> EXERCISE DESCRIPTION: Reproduce verbatim the part of the items below that opens with the line containing "In this exercise you will put a dot on the red" and closes with the line containing "In this exercise you will put a dot on the navy", including both of those lines.

> SUPPLIED DATA:
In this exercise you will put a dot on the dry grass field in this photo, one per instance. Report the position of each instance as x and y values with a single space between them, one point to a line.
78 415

---

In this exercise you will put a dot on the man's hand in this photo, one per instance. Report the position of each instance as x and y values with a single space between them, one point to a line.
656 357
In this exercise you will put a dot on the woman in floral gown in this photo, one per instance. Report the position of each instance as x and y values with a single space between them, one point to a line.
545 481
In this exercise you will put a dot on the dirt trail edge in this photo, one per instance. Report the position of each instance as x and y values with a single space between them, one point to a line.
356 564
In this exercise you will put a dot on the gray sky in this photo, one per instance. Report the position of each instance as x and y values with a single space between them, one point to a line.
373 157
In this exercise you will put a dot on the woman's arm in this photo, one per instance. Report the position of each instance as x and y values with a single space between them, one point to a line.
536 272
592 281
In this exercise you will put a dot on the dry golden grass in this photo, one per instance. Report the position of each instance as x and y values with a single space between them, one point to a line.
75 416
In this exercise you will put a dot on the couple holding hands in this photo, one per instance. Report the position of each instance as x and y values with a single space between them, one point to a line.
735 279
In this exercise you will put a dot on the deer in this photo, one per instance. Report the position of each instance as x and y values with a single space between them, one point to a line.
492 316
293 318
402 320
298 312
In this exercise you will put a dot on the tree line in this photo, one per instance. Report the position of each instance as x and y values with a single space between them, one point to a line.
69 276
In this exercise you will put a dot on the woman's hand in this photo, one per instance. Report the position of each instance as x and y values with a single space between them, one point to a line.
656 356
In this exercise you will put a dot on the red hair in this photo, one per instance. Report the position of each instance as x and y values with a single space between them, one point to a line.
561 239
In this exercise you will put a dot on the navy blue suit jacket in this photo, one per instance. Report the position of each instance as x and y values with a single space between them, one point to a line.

> FINISHED TASK:
In this exercise you will put a dot on the red hair in this photo, one per instance. Report the position of each instance as x and y values with a single space between them, one point to a line.
561 239
In this exercise you will put a dot on the navy blue suit jacket in this photo, one per instance. Report the position of each instance as x and y values with a single space between them, one point to a line.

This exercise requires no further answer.